▶ Exercise:
For this exercise, restate the data below with no change at all.
********************
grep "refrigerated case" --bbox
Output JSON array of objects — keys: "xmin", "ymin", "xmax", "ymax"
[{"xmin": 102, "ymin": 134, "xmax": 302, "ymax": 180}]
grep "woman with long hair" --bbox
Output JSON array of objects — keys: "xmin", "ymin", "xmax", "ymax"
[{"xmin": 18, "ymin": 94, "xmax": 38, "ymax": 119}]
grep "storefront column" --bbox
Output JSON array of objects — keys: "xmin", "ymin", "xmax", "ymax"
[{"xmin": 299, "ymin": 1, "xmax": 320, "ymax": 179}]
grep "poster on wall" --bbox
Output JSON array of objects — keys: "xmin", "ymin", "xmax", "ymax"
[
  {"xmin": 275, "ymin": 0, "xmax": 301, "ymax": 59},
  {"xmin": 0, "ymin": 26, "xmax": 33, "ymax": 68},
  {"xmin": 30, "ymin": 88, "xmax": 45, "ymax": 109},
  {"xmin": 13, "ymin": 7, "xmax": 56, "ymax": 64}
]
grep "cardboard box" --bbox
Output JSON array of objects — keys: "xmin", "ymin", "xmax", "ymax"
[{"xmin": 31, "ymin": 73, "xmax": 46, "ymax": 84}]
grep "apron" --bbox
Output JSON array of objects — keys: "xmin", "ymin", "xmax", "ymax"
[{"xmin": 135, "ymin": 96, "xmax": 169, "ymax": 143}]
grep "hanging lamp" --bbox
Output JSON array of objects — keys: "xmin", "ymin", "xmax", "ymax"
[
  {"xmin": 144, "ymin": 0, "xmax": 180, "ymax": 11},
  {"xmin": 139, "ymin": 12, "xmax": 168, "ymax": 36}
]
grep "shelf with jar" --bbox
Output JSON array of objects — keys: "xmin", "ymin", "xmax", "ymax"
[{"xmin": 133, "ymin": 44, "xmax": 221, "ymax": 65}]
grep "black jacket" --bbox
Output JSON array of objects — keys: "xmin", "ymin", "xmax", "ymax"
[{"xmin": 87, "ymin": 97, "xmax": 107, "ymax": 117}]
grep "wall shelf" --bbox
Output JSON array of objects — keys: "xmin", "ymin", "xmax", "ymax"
********************
▶ Answer section:
grep "refrigerated case" --bbox
Output JSON array of objects — keys: "xmin", "ymin", "xmax", "ymax"
[{"xmin": 102, "ymin": 134, "xmax": 302, "ymax": 180}]
grep "woman with long hair" --bbox
Output JSON array of objects — keys: "xmin", "ymin", "xmax", "ymax"
[{"xmin": 18, "ymin": 94, "xmax": 38, "ymax": 119}]
grep "storefront column" --bbox
Output JSON array of objects — keys: "xmin", "ymin", "xmax", "ymax"
[{"xmin": 299, "ymin": 1, "xmax": 320, "ymax": 179}]
grep "poster on wall" --bbox
Output JSON array of objects — keys: "xmin", "ymin", "xmax", "ymax"
[
  {"xmin": 275, "ymin": 0, "xmax": 301, "ymax": 59},
  {"xmin": 0, "ymin": 26, "xmax": 33, "ymax": 68},
  {"xmin": 30, "ymin": 88, "xmax": 45, "ymax": 109},
  {"xmin": 13, "ymin": 7, "xmax": 56, "ymax": 64}
]
grep "cardboard box" --bbox
Output JSON array of objects — keys: "xmin", "ymin", "xmax", "ymax"
[{"xmin": 31, "ymin": 73, "xmax": 46, "ymax": 84}]
grep "apron" --bbox
Output JSON array of objects — keys: "xmin", "ymin", "xmax", "ymax"
[{"xmin": 135, "ymin": 96, "xmax": 169, "ymax": 143}]
grep "hanging lamp" --bbox
Output JSON array of objects — keys: "xmin", "ymin", "xmax", "ymax"
[
  {"xmin": 144, "ymin": 0, "xmax": 180, "ymax": 11},
  {"xmin": 139, "ymin": 12, "xmax": 168, "ymax": 36}
]
grep "shelf with jar" --bbox
Output JSON array of objects — keys: "xmin", "ymin", "xmax", "ymax"
[{"xmin": 133, "ymin": 44, "xmax": 221, "ymax": 65}]
grep "black jacket" --bbox
Output JSON array of objects — keys: "xmin", "ymin", "xmax", "ymax"
[{"xmin": 87, "ymin": 97, "xmax": 107, "ymax": 117}]
grep "wall shelf" --bbox
Output JSON array of objects — keys: "xmin", "ymin", "xmax", "ymax"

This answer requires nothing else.